- Given instruction -
Please update the listing below by replacing "Python list" with "plain list" wherever it occurs, leaving everything else unchanged.
--- Material ---
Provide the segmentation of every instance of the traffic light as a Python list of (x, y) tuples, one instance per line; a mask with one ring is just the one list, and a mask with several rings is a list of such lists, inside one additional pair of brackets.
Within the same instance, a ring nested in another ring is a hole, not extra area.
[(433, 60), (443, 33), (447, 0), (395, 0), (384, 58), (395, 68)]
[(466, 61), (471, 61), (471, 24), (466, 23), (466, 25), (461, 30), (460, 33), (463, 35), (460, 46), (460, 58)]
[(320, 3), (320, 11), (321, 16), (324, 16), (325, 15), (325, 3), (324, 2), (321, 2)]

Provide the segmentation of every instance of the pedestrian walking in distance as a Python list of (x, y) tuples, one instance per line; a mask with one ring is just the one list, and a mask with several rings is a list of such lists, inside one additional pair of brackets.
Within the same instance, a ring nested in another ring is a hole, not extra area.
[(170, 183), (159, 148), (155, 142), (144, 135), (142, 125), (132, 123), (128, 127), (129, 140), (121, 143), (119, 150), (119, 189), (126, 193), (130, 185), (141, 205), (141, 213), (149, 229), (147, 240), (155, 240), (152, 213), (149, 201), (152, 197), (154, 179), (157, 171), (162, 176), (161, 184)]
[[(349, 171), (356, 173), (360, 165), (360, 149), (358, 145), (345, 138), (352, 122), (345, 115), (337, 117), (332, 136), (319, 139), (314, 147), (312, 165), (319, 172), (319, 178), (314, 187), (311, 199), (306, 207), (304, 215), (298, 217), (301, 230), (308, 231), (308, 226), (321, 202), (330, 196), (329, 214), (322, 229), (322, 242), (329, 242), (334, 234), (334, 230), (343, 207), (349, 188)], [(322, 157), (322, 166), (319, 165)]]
---
- The completed task -
Provide the segmentation of every instance of the traffic light as a plain list of (x, y) tuples, one instance per line; a mask with one ring is just the one list, and a mask with several rings is a list of such lists, inside one additional pair of brackets.
Within the same instance, a ring nested in another ring is a hole, not extra area.
[(433, 60), (443, 33), (447, 0), (395, 0), (384, 58), (395, 68)]
[(466, 61), (471, 61), (471, 24), (466, 23), (466, 25), (461, 30), (460, 33), (463, 35), (460, 46), (460, 58)]
[(320, 3), (320, 11), (321, 16), (324, 16), (325, 15), (325, 3), (324, 2), (321, 2)]

Provide the segmentation of every instance of the pedestrian walking in distance as a plain list of (x, y) tuples, one instance per line; a mask with one ring is just the one list, and a mask with several rings is a list of such lists, inside one additional pair of brackets.
Within the same instance, a ring nested in another ring is a hole, not extra area.
[(170, 183), (159, 148), (155, 142), (144, 135), (142, 125), (132, 123), (128, 127), (129, 140), (121, 143), (119, 150), (119, 189), (126, 193), (130, 185), (141, 205), (141, 213), (149, 229), (147, 240), (155, 240), (152, 213), (149, 201), (152, 197), (154, 179), (157, 171), (162, 176), (161, 184)]
[[(349, 171), (356, 173), (360, 165), (360, 149), (358, 145), (345, 138), (352, 122), (345, 115), (337, 117), (332, 136), (319, 139), (314, 147), (312, 165), (319, 172), (319, 178), (314, 187), (311, 199), (306, 207), (304, 215), (298, 217), (301, 230), (308, 231), (308, 226), (321, 202), (330, 196), (329, 214), (322, 229), (322, 242), (329, 242), (334, 234), (334, 230), (343, 207), (349, 188)], [(322, 157), (322, 166), (319, 165)]]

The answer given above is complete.